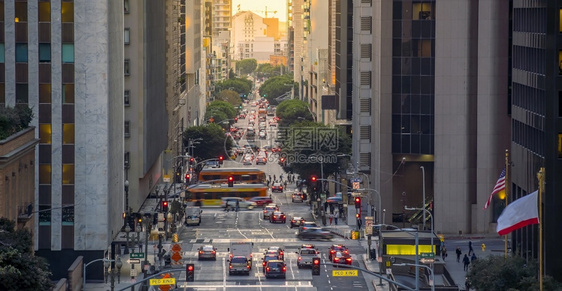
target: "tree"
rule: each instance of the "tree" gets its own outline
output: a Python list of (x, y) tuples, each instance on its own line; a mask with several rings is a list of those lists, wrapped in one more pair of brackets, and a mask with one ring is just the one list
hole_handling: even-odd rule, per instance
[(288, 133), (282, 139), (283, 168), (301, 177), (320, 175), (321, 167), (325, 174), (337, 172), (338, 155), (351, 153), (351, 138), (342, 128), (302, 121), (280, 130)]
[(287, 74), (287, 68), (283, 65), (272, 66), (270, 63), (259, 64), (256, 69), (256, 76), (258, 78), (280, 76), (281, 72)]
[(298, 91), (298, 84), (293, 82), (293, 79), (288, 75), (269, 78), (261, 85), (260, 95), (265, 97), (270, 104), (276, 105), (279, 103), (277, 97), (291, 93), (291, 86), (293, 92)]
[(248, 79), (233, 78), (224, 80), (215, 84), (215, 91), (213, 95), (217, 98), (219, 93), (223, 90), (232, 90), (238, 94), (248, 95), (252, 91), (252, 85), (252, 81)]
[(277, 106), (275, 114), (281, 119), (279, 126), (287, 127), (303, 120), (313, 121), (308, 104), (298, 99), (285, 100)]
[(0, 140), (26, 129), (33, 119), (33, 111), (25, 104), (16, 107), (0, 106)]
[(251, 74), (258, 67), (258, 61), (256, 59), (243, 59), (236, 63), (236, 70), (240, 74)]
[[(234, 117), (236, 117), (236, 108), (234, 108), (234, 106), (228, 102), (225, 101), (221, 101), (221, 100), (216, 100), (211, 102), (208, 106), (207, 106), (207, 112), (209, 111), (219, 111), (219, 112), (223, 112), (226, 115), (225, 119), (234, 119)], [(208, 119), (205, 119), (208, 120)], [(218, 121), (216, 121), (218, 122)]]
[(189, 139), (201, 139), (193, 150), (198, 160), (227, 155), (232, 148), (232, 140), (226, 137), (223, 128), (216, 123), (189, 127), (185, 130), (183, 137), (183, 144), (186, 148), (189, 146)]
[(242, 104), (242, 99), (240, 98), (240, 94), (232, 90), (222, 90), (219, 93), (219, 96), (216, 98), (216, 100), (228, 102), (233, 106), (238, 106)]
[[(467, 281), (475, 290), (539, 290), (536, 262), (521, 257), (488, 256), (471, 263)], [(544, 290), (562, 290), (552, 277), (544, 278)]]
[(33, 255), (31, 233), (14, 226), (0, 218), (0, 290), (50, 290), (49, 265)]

---

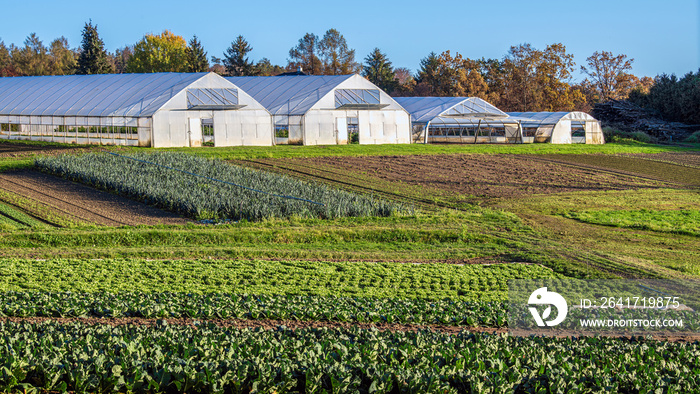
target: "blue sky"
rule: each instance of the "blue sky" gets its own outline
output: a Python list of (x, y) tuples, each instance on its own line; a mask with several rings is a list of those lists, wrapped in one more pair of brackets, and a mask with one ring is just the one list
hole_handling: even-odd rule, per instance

> _Task directions_:
Whenever a line in the material contains the word "each", copy that line.

> _Exercise result_:
rule: each instance of the "tree" gets its own outline
output: a Python list of (x, y) tuples, each instance on its own line; a mask with several rings is a list of those lists, wrapped in one more pair of brackets, and a mask with one ring is just the one list
rule: each instance of the "blue sky" gets its own outline
output: a Python list of (x, y) tuples, each instance on its own line; a mask with several rings is a list of those lists, wrapped in one more pair of brackets, and a mask with one ring is just the one list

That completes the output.